Task prompt:
Rescale the entries starting with the line that contains "range. Provide the bounding box for each." and going on through the line that contains "[293,257,613,426]". Write out every one of those lines again, requests included, multiplying each bounding-box coordinate in the answers by 0.75 and rounding to whole numbers, with halves rounded up.

Data for this exercise:
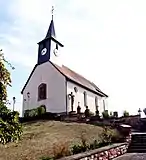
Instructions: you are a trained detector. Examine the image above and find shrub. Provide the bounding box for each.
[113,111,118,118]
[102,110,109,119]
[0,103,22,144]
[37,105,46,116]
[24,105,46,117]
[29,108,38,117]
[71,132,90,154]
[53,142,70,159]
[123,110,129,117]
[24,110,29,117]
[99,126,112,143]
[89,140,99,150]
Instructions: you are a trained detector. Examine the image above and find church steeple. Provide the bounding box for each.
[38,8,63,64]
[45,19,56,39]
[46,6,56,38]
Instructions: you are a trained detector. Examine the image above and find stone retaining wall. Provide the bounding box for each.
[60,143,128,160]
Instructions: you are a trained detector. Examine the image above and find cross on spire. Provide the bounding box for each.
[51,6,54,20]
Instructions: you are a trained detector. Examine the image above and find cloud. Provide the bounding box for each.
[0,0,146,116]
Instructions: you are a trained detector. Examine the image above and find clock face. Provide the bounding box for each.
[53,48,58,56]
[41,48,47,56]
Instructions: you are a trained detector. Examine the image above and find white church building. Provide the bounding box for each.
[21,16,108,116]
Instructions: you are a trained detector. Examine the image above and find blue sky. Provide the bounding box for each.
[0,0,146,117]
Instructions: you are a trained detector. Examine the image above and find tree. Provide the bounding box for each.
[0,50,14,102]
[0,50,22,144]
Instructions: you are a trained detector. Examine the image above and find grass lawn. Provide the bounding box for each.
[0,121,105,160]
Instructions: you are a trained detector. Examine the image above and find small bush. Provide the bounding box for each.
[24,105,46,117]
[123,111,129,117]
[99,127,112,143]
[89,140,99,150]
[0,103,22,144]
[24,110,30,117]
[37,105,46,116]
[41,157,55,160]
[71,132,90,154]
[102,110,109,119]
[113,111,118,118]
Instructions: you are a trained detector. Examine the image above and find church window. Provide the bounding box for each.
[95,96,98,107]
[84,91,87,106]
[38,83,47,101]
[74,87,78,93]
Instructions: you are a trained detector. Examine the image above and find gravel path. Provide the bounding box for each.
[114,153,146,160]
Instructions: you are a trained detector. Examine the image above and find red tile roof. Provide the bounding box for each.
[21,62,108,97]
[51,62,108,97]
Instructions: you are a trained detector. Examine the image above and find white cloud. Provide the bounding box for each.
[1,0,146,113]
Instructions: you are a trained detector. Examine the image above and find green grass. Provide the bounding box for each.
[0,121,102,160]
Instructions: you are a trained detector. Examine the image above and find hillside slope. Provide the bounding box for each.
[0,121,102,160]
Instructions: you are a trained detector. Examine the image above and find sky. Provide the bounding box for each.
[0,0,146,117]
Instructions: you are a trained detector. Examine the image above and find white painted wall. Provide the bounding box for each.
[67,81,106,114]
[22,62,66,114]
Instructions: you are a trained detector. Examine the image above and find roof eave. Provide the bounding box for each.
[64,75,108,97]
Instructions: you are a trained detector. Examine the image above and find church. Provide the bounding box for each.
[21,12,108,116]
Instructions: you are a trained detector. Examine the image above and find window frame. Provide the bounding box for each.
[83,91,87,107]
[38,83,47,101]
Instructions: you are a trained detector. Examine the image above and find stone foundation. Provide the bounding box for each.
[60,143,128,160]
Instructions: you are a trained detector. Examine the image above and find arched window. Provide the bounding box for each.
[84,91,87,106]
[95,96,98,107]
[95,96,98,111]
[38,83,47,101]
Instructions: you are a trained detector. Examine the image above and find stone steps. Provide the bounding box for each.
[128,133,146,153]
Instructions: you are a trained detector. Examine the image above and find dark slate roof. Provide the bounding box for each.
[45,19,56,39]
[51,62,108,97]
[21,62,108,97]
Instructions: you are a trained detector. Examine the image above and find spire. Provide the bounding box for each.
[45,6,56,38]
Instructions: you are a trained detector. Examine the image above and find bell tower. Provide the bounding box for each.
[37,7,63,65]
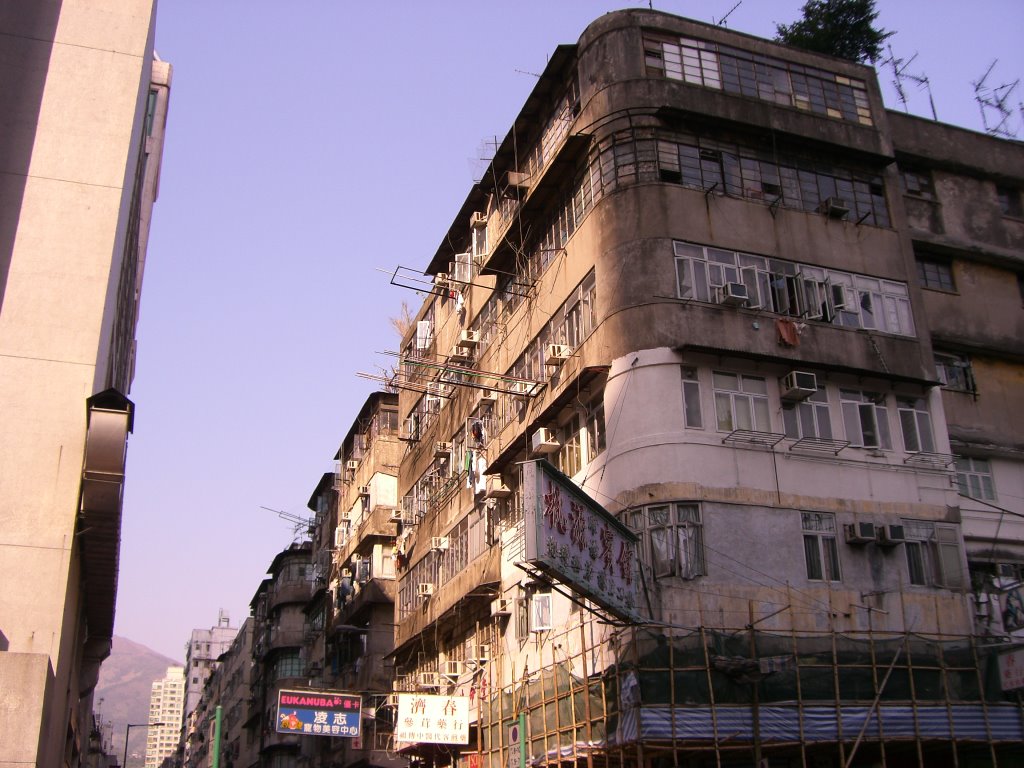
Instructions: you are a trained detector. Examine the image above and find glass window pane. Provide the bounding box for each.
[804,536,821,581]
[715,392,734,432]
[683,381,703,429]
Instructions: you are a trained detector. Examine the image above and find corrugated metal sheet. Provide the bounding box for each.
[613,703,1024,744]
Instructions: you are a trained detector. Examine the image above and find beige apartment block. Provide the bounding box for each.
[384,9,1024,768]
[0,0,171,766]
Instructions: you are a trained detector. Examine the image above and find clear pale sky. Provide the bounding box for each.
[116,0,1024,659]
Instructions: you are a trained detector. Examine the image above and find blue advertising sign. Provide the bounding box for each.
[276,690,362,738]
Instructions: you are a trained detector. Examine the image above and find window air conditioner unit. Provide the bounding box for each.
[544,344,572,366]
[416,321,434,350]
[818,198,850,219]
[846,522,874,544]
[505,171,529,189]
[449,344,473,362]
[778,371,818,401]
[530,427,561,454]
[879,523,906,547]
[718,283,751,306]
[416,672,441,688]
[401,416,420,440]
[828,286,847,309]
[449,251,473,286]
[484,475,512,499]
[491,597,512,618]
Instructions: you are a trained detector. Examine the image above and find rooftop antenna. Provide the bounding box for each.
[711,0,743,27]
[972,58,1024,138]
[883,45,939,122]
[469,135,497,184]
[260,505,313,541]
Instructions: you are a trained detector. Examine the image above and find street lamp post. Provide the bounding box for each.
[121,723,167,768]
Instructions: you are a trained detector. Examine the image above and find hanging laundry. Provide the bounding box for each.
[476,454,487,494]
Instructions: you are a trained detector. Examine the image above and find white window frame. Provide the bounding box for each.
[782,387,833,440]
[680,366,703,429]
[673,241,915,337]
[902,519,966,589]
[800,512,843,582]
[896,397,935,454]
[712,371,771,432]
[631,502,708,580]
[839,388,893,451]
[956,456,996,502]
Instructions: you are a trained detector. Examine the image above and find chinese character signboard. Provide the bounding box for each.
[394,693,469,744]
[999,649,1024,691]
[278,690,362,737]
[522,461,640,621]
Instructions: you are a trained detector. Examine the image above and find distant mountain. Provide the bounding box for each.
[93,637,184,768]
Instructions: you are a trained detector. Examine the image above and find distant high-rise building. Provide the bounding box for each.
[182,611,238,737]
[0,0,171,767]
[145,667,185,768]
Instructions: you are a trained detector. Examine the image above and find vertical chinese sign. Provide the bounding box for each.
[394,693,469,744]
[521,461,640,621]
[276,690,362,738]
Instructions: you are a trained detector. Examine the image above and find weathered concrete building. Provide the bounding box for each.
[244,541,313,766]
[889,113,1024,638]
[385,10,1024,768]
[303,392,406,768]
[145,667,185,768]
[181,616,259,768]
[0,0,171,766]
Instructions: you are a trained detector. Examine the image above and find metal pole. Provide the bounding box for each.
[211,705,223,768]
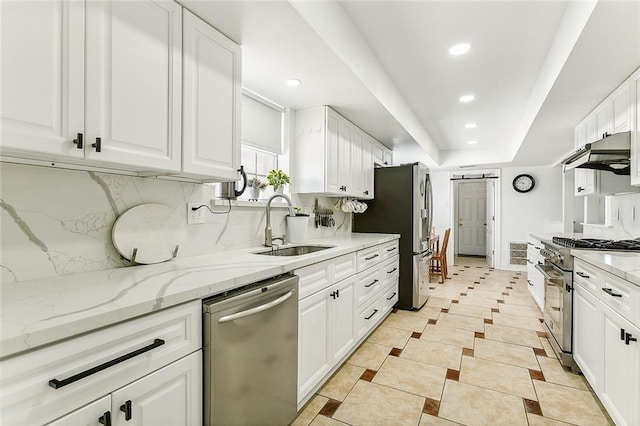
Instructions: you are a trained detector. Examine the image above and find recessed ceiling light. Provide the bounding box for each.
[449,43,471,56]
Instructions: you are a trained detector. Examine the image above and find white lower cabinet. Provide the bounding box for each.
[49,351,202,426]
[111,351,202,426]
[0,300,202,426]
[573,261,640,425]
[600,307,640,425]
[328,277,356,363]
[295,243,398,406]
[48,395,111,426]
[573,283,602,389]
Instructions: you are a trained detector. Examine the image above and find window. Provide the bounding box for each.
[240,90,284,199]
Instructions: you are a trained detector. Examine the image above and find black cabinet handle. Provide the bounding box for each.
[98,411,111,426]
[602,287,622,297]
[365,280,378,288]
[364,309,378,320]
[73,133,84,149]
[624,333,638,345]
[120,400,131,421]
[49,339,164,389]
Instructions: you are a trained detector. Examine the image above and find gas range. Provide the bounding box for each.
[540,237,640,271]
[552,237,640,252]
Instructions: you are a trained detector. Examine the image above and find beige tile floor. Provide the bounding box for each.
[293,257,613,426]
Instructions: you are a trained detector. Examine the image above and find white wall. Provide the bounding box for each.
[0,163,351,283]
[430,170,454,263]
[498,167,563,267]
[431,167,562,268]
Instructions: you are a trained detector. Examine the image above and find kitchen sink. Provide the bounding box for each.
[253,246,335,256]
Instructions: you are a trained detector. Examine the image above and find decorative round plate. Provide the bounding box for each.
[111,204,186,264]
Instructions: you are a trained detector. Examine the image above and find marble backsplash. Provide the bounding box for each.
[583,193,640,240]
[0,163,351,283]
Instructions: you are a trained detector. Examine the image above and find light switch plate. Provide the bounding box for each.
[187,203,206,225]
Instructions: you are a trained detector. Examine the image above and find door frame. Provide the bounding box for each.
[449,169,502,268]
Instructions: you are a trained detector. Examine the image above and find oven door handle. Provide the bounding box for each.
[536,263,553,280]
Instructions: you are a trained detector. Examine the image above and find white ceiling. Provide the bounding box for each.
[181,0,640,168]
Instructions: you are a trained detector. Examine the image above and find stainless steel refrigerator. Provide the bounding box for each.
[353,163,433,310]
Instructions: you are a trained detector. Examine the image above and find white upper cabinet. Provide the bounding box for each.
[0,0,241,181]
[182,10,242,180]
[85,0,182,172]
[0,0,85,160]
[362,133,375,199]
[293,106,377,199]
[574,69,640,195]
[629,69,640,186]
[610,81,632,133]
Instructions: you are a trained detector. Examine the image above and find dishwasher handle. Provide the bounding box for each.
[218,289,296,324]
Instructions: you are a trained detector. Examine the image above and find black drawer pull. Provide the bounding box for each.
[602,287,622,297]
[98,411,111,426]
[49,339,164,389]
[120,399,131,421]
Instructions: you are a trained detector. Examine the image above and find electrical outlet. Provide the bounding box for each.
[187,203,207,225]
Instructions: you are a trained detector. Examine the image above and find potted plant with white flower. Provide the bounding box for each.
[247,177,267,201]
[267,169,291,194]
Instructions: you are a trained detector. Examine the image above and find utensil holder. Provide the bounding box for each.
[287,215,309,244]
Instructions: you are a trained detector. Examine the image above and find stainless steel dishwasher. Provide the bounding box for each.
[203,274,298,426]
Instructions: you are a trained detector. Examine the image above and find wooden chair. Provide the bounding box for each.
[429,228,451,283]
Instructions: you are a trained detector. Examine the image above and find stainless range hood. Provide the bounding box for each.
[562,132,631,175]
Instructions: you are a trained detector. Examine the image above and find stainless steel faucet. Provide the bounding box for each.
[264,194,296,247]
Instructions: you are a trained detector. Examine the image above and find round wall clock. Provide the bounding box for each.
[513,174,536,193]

---

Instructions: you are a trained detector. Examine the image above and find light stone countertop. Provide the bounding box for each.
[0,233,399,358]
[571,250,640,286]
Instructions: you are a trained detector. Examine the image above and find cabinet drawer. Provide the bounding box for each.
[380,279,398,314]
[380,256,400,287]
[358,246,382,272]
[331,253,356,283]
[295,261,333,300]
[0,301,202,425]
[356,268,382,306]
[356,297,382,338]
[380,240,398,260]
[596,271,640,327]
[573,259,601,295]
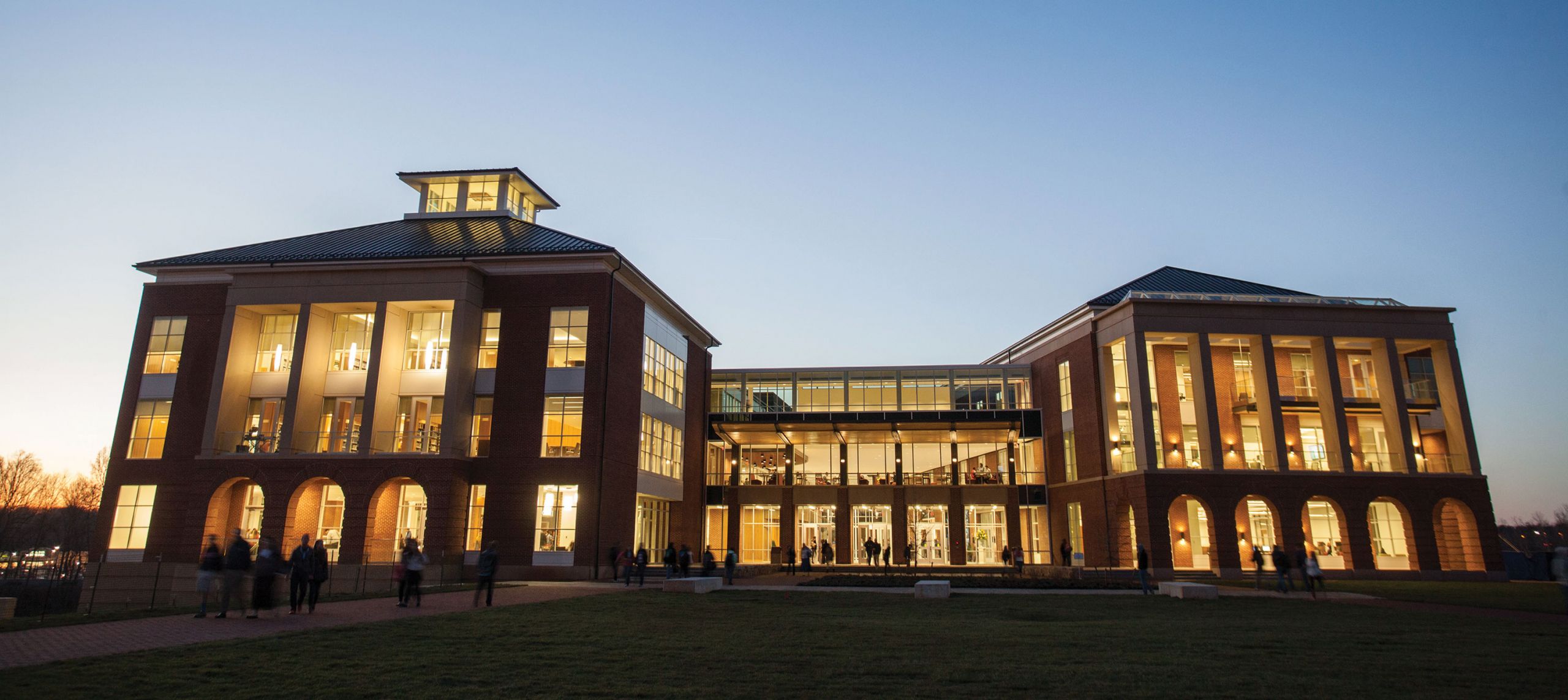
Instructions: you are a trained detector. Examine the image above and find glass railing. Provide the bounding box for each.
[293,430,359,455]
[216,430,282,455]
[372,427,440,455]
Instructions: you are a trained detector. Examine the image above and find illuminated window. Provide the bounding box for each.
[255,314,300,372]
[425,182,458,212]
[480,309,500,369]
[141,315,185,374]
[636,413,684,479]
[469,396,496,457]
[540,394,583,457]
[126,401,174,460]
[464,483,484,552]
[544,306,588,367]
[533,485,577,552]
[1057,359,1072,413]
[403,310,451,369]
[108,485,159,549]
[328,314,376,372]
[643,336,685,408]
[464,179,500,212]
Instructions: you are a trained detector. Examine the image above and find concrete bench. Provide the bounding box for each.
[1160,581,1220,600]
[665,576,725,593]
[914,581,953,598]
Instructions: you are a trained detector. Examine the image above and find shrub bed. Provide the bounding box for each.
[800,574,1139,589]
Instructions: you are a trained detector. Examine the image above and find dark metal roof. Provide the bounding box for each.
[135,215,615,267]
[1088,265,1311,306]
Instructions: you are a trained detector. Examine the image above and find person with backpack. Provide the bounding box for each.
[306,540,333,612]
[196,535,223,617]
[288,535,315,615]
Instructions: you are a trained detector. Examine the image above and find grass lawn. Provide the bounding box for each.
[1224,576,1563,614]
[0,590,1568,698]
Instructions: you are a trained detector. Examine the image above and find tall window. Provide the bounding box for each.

--

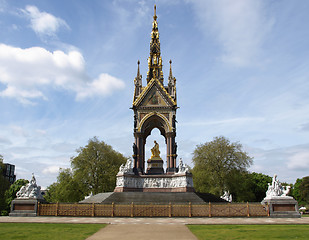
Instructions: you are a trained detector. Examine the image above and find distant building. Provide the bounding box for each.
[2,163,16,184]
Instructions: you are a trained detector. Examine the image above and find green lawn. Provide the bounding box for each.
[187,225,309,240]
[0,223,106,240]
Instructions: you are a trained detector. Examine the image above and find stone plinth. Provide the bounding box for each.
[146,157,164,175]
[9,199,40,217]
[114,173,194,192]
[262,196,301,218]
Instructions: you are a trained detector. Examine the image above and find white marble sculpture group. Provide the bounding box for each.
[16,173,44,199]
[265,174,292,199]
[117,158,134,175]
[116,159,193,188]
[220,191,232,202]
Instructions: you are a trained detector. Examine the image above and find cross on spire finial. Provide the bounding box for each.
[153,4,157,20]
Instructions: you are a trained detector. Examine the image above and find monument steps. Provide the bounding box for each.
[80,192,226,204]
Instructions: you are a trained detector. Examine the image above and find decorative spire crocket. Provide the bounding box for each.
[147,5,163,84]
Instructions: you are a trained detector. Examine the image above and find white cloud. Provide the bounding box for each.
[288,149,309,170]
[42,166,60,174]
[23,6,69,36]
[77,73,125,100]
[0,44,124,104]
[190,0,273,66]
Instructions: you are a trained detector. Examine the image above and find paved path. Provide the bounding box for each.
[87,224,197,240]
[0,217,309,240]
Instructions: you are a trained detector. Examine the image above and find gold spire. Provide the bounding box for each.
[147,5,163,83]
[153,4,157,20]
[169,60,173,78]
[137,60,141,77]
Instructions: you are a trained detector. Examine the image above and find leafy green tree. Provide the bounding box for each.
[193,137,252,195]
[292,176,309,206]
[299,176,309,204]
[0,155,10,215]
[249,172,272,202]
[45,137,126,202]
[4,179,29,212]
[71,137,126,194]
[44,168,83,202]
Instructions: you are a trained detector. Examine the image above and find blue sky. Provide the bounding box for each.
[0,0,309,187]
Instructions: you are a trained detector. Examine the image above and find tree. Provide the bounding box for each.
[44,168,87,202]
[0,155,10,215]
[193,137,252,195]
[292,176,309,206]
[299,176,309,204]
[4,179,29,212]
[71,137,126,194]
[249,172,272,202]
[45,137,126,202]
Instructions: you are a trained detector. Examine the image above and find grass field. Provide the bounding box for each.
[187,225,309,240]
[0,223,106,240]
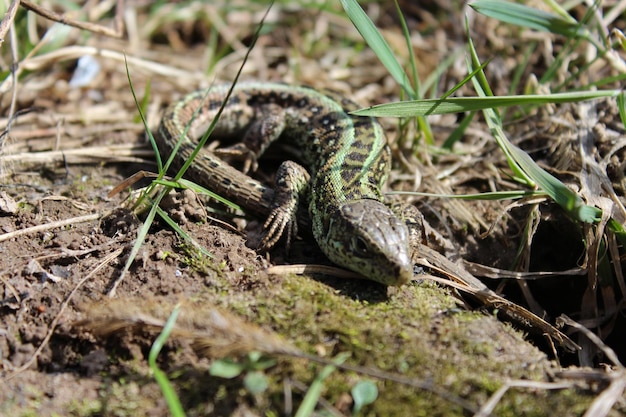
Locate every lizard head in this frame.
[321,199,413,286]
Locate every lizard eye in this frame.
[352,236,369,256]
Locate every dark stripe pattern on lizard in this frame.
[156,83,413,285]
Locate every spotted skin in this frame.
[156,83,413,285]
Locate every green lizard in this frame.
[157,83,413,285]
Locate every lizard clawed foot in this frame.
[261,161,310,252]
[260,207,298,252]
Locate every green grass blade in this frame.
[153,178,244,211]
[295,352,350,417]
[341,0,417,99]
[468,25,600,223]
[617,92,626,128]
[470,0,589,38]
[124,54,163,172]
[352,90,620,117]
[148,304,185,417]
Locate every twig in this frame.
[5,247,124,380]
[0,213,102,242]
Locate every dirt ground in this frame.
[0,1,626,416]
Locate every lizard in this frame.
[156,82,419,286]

Reply:
Instructions: you are a trained detector. Examine the image above and find gas range. Provide the bounding box for each.
[405,178,480,203]
[414,178,480,189]
Instructions: you are a trained detector. Examine the image above and find beige tile floor. Provide the bounding box for each.
[220,193,460,320]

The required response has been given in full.